• _Supplied material_:

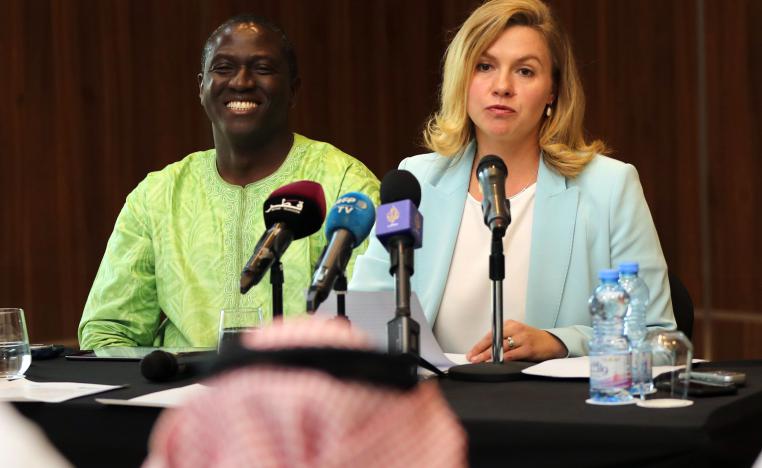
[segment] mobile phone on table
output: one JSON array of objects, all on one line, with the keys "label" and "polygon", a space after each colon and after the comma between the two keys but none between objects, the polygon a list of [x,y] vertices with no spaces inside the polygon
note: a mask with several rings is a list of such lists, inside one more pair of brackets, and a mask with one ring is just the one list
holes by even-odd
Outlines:
[{"label": "mobile phone on table", "polygon": [[[684,380],[678,380],[675,382],[675,392],[678,394],[683,393],[685,384],[688,383],[688,395],[696,397],[716,396],[716,395],[733,395],[738,393],[738,387],[734,383],[706,383],[691,380],[685,382]],[[669,392],[672,390],[671,382],[669,380],[661,380],[654,382],[654,385],[659,390]]]},{"label": "mobile phone on table", "polygon": [[[681,380],[684,377],[685,377],[685,374],[682,372],[678,376],[678,378]],[[735,384],[737,386],[742,386],[746,383],[746,374],[744,374],[743,372],[734,372],[734,371],[727,371],[727,370],[692,371],[691,381],[706,383],[710,385],[711,384]]]}]

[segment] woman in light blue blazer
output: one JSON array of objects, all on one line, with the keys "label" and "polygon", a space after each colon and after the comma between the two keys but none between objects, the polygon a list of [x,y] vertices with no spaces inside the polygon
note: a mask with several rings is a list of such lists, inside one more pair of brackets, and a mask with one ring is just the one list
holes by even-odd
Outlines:
[{"label": "woman in light blue blazer", "polygon": [[[601,269],[636,261],[651,292],[649,327],[675,328],[667,268],[635,168],[583,136],[584,94],[570,44],[539,0],[492,0],[447,49],[433,152],[407,158],[422,188],[423,246],[412,288],[445,351],[491,359],[488,229],[476,214],[478,161],[498,155],[513,222],[504,239],[504,359],[587,354],[587,299]],[[483,273],[479,273],[481,271]],[[375,239],[353,290],[393,289]],[[511,300],[513,300],[511,302]]]}]

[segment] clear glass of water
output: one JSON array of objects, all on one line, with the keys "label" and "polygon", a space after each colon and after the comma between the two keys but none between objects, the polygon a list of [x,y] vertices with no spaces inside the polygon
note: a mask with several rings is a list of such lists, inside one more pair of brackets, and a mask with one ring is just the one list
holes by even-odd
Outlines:
[{"label": "clear glass of water", "polygon": [[24,377],[32,364],[23,309],[0,308],[0,378]]},{"label": "clear glass of water", "polygon": [[261,307],[236,307],[220,311],[220,328],[217,352],[236,347],[244,333],[256,330],[264,325]]}]

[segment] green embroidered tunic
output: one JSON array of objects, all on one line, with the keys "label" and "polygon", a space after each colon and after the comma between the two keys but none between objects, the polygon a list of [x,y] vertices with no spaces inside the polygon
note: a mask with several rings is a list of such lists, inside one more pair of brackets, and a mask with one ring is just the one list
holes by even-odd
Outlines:
[{"label": "green embroidered tunic", "polygon": [[[219,176],[213,149],[148,174],[116,220],[79,325],[80,347],[212,347],[220,309],[262,306],[272,317],[269,273],[246,295],[240,274],[265,231],[265,199],[297,180],[320,183],[328,209],[351,191],[378,203],[378,179],[361,162],[296,134],[281,167],[246,187]],[[304,291],[325,244],[321,229],[283,255],[285,316],[304,313]],[[367,240],[355,254],[366,247]],[[348,274],[353,264],[354,257]]]}]

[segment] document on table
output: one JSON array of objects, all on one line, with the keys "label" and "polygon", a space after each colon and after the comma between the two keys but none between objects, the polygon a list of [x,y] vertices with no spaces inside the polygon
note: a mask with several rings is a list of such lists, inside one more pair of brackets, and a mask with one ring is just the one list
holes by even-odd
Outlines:
[{"label": "document on table", "polygon": [[465,354],[444,353],[444,355],[455,364],[469,364]]},{"label": "document on table", "polygon": [[[703,359],[694,359],[694,363],[705,362]],[[654,378],[666,372],[682,369],[685,366],[653,366],[651,369]],[[522,370],[524,374],[537,375],[540,377],[556,377],[566,379],[589,379],[590,358],[588,356],[576,358],[550,359],[535,364]]]},{"label": "document on table", "polygon": [[96,398],[95,401],[104,405],[119,406],[148,406],[152,408],[173,408],[185,403],[188,399],[203,394],[209,389],[202,384],[186,385],[184,387],[170,388],[160,392],[149,393],[129,400],[117,400],[113,398]]},{"label": "document on table", "polygon": [[[346,296],[346,313],[350,323],[368,334],[376,349],[384,353],[389,349],[386,324],[394,318],[395,301],[393,291],[349,291]],[[315,315],[336,316],[336,294],[334,292],[331,292],[328,299],[320,305]],[[415,294],[410,296],[410,316],[421,327],[421,357],[441,370],[454,366],[456,363],[442,352],[442,348],[434,337],[434,332],[431,331],[431,326],[423,315],[421,303]]]},{"label": "document on table", "polygon": [[124,385],[100,385],[77,382],[32,382],[27,379],[0,380],[0,401],[62,401],[106,392]]}]

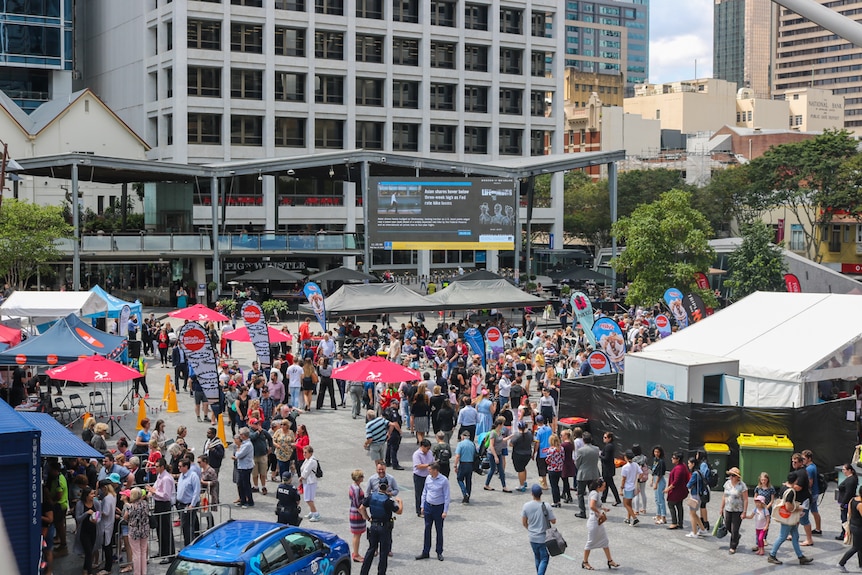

• _Brief_: Using the listing above, say how many of its lines contain the string "segment", giving nothing but the figure.

• _Output of the task_: 5